Revise the records from the start through the line that holds "x=215 y=128", inclusive, so that "Flashcard" becomes "Practice" and everything else stays the same. Give back only those lines, leaving out the pictures.

-- start Data listing --

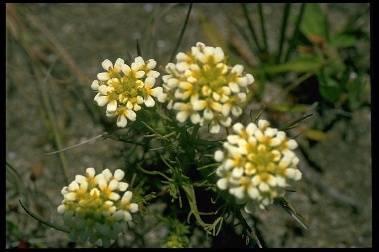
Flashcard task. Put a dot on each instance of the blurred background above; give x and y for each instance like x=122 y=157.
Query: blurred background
x=307 y=59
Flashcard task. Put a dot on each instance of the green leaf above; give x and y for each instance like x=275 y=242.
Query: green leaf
x=314 y=22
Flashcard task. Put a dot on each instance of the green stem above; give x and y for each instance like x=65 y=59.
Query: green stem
x=51 y=117
x=181 y=32
x=263 y=27
x=283 y=29
x=291 y=45
x=251 y=27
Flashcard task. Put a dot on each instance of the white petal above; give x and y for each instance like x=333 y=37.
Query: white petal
x=263 y=187
x=112 y=106
x=139 y=74
x=106 y=64
x=118 y=64
x=222 y=183
x=127 y=216
x=236 y=111
x=208 y=114
x=238 y=127
x=151 y=64
x=73 y=186
x=125 y=69
x=250 y=78
x=238 y=69
x=237 y=172
x=182 y=57
x=239 y=192
x=61 y=209
x=104 y=76
x=101 y=100
x=218 y=54
x=133 y=207
x=292 y=144
x=70 y=196
x=234 y=87
x=114 y=196
x=121 y=121
x=119 y=174
x=119 y=215
x=139 y=60
x=102 y=183
x=95 y=85
x=253 y=192
x=198 y=104
x=113 y=185
x=122 y=186
x=227 y=122
x=182 y=116
x=149 y=101
x=90 y=171
x=195 y=118
x=153 y=74
x=219 y=155
x=251 y=128
x=131 y=115
x=127 y=196
x=150 y=82
x=263 y=123
x=215 y=128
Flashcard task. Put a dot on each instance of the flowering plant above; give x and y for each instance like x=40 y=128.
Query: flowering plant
x=254 y=162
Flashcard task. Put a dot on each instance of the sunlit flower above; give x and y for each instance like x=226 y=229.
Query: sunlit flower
x=201 y=87
x=93 y=208
x=125 y=89
x=257 y=163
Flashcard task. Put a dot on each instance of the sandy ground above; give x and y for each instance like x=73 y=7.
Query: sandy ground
x=92 y=33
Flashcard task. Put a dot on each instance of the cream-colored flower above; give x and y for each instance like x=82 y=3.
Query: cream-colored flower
x=96 y=202
x=257 y=163
x=202 y=87
x=124 y=89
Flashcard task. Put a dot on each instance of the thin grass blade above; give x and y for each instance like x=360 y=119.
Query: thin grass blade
x=181 y=32
x=287 y=10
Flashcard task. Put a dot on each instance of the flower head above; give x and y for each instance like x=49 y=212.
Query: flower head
x=256 y=164
x=93 y=207
x=203 y=88
x=124 y=89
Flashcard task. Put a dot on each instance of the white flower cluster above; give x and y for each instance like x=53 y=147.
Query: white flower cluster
x=202 y=87
x=93 y=208
x=257 y=162
x=125 y=88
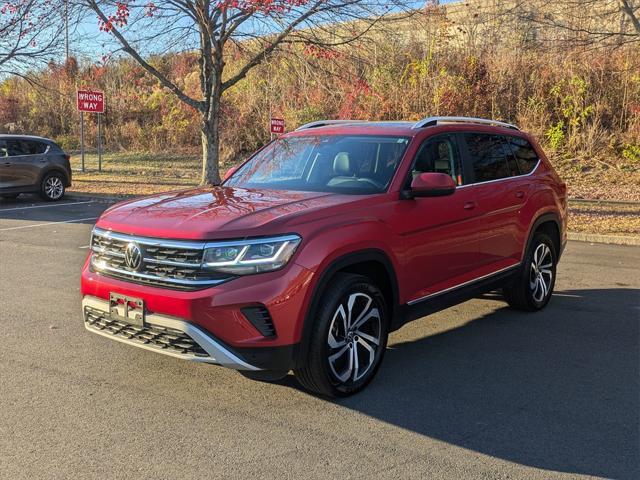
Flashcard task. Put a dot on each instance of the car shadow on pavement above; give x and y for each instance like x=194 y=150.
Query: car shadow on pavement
x=556 y=390
x=74 y=209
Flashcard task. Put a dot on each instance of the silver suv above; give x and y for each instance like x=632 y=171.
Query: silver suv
x=33 y=165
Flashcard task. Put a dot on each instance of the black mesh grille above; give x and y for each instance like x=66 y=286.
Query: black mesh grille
x=261 y=319
x=161 y=338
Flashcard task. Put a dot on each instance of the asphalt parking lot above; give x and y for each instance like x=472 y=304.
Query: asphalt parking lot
x=476 y=391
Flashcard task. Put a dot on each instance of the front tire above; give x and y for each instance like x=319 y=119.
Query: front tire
x=52 y=187
x=348 y=339
x=533 y=287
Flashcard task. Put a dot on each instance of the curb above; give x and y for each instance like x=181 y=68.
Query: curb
x=609 y=239
x=97 y=196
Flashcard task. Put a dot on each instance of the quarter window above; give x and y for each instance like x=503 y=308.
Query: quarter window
x=490 y=157
x=524 y=153
x=15 y=148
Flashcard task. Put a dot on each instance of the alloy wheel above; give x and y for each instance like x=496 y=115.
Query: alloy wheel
x=53 y=187
x=541 y=273
x=354 y=338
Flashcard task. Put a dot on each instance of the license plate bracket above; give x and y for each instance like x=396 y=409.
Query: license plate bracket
x=126 y=309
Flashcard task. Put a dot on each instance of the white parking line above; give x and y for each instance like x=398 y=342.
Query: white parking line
x=48 y=223
x=44 y=206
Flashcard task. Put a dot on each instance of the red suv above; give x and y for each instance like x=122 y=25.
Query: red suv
x=326 y=240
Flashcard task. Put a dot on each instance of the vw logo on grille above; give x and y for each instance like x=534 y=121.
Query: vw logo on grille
x=133 y=256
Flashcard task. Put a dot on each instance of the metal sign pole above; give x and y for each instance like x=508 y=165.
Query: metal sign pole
x=99 y=142
x=82 y=138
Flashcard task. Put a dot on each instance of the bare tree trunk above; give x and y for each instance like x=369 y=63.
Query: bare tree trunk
x=211 y=146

-- end Data listing --

Solution for this task>
Practice task. Put a dot on each instance of the blurred background above; give x and y for each instance like x=122 y=157.
Query: blurred background
x=307 y=59
Practice task. Put a dot on each instance of the green leaf above; give x and y for each instance like x=275 y=242.
Query: green leaf
x=314 y=22
Practice task. Put a dot on each instance of the green stem above; give x and y for each instance like x=65 y=59.
Query: green stem
x=51 y=117
x=181 y=32
x=263 y=27
x=283 y=29
x=291 y=45
x=251 y=27
Practice task. Put a dot on each instance of the white petal above; give x and y for each instance like x=333 y=37.
Query: white petal
x=263 y=187
x=112 y=106
x=139 y=74
x=106 y=64
x=118 y=64
x=222 y=183
x=127 y=216
x=236 y=111
x=208 y=114
x=238 y=127
x=151 y=64
x=73 y=186
x=125 y=69
x=250 y=78
x=238 y=69
x=237 y=172
x=182 y=57
x=239 y=192
x=61 y=209
x=104 y=76
x=101 y=100
x=218 y=54
x=133 y=207
x=292 y=144
x=70 y=196
x=234 y=87
x=114 y=196
x=121 y=121
x=119 y=174
x=119 y=215
x=139 y=60
x=102 y=183
x=95 y=85
x=253 y=192
x=198 y=104
x=113 y=185
x=122 y=186
x=227 y=122
x=182 y=116
x=149 y=101
x=90 y=171
x=195 y=118
x=153 y=74
x=219 y=155
x=251 y=128
x=131 y=115
x=127 y=196
x=150 y=82
x=263 y=123
x=215 y=128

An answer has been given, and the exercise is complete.